*DOCUMENT EXCERPT:*
┌──

Tuesday 10 March 2020

The unsweetened experience of taste

For each, a pleasure
A friend shared a profile of his with me which made for intriguing reading until I happened upon a phrase, I was unfamiliar with. With more information at my fingertips than I could care to absorb in a microsecond, I tapped in the ‘girlfriend experience’ and a new world of knowledge without prejudice was opened to me.
Not one to moralise about vices as I cannot say I have that many virtues, even as one strives to be more virtuous, the offer of intimacy with emotional accoutrements for an agreed transactional value satisfies a universe of purveyors and patrons that cannot be ignored, if consent rather than duress initiates the purpose of the rendezvous. Invariably, there should be no shame in having the talent to share and seeking the talent to explore rather than exploit.

└──

*OBJECTIVE A:*
Decide whether each statement agrees with the post on taste. For each, answer yes or no and quote the words of the post that decide it: (i) The writer first met the phrase in a profile a friend shared. (ii) The writer claims to have many virtues. (iii) The writer holds that there should be shame in having the talent to share.

*SOURCE RECORDS:*
┌──

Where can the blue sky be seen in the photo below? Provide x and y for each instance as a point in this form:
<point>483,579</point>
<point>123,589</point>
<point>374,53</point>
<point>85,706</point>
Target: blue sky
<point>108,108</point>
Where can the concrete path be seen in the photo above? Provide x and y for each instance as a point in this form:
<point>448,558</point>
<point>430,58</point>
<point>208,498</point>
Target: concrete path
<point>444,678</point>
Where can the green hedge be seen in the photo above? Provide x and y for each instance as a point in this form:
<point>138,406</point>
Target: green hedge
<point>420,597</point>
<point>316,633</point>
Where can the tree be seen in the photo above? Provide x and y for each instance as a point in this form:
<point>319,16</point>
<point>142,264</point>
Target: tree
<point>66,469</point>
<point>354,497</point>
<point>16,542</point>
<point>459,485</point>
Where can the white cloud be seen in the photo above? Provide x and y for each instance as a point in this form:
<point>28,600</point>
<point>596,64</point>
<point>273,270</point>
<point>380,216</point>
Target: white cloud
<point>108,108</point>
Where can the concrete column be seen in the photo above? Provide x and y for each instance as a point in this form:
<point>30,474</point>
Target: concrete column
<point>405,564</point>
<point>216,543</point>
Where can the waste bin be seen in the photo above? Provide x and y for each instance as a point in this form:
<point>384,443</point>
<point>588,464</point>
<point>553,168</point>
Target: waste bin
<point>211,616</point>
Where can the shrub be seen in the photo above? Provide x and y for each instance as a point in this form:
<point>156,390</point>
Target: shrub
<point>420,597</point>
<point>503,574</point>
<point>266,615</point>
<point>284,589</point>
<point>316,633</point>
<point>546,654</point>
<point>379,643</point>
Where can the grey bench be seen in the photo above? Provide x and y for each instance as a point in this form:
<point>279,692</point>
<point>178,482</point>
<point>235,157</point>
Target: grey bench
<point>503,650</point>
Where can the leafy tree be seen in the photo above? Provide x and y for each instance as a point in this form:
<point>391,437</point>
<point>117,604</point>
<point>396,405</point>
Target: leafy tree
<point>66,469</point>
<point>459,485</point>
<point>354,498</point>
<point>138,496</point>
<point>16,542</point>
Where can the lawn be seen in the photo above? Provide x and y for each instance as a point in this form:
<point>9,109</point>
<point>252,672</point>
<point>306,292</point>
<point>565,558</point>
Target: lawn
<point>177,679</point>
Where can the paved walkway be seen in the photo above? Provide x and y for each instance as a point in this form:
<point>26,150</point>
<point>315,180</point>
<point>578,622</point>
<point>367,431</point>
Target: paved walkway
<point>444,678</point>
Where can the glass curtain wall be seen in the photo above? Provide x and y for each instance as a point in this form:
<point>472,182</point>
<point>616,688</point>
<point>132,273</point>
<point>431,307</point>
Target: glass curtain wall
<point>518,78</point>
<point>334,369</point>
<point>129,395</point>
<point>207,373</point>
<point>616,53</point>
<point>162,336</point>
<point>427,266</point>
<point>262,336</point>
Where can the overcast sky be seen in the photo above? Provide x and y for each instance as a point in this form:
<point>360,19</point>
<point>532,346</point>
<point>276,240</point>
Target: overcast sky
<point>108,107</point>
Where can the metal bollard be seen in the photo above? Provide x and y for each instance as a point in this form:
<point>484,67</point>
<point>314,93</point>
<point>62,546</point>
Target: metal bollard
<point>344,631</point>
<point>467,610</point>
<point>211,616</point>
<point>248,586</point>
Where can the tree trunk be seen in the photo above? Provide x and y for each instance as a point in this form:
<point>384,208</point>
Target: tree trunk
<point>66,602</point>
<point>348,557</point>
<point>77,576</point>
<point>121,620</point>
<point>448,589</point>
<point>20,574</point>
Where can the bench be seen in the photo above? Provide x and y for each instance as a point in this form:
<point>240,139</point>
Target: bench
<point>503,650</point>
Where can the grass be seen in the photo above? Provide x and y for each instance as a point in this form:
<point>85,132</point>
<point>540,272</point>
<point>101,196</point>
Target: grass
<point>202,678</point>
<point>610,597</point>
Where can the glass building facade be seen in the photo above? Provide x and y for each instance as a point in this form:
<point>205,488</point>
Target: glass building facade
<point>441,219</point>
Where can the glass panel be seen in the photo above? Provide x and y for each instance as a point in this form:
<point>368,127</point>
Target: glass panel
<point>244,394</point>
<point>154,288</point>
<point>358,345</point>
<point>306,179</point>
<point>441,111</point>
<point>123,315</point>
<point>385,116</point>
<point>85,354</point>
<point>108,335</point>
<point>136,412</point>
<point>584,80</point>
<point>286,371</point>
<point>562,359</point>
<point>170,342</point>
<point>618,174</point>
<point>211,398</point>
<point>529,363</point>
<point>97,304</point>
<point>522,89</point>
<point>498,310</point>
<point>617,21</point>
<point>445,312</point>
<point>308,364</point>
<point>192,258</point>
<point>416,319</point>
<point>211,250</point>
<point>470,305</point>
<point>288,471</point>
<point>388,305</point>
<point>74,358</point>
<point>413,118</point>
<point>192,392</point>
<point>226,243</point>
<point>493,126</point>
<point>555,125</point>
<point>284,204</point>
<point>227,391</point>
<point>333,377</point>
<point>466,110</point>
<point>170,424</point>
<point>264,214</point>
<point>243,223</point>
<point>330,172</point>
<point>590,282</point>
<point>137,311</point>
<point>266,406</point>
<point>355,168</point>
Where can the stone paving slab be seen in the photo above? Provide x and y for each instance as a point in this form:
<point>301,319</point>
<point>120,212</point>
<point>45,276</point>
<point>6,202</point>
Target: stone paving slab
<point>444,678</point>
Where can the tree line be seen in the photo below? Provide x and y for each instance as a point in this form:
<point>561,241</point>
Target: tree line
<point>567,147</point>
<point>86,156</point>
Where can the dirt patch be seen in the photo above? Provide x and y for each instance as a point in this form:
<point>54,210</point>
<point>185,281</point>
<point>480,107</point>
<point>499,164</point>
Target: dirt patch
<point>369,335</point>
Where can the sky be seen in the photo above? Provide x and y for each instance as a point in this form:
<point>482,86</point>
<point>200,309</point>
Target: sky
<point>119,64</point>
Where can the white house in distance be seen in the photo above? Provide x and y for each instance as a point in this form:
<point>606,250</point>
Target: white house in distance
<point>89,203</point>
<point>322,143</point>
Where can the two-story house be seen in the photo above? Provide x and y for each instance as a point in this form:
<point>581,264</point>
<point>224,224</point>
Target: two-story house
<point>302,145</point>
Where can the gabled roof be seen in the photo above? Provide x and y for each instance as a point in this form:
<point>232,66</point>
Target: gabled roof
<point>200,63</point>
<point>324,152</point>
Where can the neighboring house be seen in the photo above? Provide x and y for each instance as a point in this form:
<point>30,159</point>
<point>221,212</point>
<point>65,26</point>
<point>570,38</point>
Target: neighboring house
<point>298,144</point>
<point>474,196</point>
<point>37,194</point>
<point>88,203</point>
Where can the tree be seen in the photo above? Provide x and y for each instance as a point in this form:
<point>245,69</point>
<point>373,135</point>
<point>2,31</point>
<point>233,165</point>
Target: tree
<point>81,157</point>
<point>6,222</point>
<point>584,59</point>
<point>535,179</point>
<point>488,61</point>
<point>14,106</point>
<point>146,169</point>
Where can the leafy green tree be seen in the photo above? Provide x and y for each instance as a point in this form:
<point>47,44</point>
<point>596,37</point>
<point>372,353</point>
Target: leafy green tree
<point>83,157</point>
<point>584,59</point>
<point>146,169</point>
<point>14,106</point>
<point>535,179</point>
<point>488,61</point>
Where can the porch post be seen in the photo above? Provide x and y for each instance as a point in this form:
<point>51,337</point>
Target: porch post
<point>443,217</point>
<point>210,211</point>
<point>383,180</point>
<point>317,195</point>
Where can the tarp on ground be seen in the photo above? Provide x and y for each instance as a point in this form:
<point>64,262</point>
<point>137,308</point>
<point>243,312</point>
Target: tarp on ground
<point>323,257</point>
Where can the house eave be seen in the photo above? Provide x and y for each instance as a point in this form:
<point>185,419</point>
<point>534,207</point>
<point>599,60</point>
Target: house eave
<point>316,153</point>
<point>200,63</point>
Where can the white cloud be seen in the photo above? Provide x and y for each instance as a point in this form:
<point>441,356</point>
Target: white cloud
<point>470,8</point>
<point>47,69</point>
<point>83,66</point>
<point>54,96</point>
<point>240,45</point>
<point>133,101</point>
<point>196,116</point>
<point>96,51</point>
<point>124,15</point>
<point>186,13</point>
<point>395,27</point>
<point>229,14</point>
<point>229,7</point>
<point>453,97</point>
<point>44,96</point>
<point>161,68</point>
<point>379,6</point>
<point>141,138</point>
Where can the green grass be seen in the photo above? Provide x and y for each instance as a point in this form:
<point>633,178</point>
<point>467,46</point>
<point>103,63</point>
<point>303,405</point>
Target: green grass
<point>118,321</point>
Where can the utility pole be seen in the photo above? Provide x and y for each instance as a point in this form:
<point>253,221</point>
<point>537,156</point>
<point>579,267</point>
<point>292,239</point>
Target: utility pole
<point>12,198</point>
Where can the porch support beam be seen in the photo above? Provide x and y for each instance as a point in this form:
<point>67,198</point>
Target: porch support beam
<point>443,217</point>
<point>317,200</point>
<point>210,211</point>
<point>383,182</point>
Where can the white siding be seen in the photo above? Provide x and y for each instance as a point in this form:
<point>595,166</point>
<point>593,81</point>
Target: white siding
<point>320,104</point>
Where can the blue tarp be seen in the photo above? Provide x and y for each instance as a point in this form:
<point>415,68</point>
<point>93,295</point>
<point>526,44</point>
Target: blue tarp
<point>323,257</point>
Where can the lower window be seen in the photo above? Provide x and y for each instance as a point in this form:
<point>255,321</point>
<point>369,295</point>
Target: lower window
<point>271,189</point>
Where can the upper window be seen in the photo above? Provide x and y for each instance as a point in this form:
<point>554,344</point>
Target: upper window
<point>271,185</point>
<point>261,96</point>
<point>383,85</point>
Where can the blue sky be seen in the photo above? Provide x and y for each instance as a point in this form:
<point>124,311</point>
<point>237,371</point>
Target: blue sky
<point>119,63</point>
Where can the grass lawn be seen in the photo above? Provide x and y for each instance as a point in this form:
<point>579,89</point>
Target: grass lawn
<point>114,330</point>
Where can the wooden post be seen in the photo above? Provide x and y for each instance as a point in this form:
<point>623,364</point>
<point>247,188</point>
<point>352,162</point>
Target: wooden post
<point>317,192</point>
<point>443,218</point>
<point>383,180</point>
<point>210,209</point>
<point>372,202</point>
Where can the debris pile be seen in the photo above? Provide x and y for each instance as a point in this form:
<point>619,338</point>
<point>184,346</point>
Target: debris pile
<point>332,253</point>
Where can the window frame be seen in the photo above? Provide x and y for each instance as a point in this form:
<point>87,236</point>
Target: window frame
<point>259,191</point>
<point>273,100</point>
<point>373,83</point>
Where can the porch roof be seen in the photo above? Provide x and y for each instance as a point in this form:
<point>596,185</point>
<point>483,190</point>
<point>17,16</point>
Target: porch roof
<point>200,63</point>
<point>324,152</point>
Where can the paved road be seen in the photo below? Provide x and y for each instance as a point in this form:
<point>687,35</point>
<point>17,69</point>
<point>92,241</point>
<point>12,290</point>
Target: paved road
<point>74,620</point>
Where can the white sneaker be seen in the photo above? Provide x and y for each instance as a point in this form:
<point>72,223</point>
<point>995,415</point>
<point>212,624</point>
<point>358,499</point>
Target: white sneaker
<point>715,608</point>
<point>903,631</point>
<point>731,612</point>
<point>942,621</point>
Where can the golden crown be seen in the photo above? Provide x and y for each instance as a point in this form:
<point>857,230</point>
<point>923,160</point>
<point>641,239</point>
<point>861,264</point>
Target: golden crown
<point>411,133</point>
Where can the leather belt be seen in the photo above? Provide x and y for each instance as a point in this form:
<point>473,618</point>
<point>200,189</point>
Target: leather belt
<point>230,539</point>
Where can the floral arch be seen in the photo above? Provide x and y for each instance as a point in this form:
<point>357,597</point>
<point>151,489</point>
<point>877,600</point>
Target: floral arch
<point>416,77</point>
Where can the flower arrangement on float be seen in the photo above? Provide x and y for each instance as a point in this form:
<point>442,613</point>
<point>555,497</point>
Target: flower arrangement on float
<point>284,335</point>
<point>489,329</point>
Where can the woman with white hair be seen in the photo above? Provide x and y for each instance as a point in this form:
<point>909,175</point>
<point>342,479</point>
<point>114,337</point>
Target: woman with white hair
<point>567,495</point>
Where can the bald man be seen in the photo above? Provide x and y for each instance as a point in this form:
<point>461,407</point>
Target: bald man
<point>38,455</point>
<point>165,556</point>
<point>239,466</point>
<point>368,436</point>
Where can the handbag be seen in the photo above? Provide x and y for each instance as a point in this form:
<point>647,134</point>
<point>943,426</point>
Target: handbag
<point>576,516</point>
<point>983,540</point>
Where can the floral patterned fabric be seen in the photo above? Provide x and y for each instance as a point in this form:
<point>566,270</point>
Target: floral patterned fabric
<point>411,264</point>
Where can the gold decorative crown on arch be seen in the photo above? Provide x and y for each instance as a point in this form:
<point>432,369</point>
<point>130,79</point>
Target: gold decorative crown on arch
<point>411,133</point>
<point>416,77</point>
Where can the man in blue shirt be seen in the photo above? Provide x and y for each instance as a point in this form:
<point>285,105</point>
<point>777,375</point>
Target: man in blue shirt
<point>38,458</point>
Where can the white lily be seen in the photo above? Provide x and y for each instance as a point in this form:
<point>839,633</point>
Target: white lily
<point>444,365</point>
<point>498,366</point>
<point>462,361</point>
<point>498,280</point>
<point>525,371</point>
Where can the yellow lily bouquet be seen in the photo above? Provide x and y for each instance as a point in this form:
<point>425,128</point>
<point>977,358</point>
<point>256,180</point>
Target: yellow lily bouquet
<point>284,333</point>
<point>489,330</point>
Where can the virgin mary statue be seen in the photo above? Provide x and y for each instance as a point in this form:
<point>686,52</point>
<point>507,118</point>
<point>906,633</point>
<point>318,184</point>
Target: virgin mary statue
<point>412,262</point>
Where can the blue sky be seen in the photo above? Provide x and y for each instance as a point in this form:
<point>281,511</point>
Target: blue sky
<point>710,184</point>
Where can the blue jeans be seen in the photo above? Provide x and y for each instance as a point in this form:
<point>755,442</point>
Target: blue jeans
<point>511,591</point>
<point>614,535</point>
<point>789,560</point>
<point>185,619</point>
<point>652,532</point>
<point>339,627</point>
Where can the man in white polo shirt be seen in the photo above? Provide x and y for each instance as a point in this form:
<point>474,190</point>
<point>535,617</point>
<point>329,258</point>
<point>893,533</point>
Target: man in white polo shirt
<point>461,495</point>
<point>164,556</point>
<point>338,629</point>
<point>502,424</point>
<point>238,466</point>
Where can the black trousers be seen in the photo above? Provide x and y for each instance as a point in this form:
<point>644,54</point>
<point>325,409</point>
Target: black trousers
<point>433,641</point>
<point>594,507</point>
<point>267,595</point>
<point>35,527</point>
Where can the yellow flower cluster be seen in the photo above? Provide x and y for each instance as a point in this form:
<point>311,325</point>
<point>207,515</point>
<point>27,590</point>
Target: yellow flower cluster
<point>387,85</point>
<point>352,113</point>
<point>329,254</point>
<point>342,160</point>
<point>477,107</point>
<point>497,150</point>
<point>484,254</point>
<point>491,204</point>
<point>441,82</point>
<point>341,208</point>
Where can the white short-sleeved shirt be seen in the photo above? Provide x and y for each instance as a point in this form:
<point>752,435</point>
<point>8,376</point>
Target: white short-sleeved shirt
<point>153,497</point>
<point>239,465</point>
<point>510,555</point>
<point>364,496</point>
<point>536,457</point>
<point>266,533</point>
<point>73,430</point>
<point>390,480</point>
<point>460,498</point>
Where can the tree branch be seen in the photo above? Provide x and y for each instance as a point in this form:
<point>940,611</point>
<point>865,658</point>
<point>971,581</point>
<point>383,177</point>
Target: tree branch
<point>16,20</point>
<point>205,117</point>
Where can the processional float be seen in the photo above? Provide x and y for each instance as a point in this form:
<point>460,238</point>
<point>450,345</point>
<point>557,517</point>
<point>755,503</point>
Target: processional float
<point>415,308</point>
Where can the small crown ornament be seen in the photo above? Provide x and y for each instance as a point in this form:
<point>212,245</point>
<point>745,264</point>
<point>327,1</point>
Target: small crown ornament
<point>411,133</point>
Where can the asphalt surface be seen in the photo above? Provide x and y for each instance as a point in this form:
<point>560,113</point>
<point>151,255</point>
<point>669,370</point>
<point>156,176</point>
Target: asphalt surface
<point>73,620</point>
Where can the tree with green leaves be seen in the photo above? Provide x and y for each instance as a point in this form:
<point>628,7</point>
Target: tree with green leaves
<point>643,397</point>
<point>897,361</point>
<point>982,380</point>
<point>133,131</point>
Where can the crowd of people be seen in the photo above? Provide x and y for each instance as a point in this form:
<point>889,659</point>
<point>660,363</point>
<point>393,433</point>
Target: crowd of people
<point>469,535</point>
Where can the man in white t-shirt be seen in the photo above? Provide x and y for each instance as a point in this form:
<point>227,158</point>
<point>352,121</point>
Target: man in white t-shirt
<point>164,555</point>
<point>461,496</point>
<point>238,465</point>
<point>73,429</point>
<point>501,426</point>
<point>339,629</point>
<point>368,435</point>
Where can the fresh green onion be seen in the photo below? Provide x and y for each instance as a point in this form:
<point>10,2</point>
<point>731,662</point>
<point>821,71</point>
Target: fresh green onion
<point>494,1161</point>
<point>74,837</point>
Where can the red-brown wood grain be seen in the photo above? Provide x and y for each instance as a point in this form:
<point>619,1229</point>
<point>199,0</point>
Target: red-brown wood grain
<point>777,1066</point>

└──

*OBJECTIVE B:*
Rewrite the rows starting at the line containing "Where can the white siding" and ending at the line containing "<point>271,189</point>", changing "blue tarp" to "green tarp" and leaving everything else as it is.

*REPLY A:*
(i) Yes: "A friend shared a profile of his with me which made for intriguing reading until I happened upon a phrase, I was unfamiliar with."
(ii) No: "I cannot say I have that many virtues"
(iii) No: "there should be no shame in having the talent to share"

*REPLY B:*
Where can the white siding be seen in the photo above? Provide x and y for each instance as a point in this form:
<point>595,166</point>
<point>593,81</point>
Target: white siding
<point>320,104</point>
Where can the green tarp be seen in the photo above? Provide x and y for each instance as a point in this form:
<point>415,68</point>
<point>93,295</point>
<point>526,44</point>
Target: green tarp
<point>323,257</point>
Where can the lower window be seen in the photo above? Provide x and y for each instance as a point in this form:
<point>255,321</point>
<point>369,295</point>
Target: lower window
<point>271,189</point>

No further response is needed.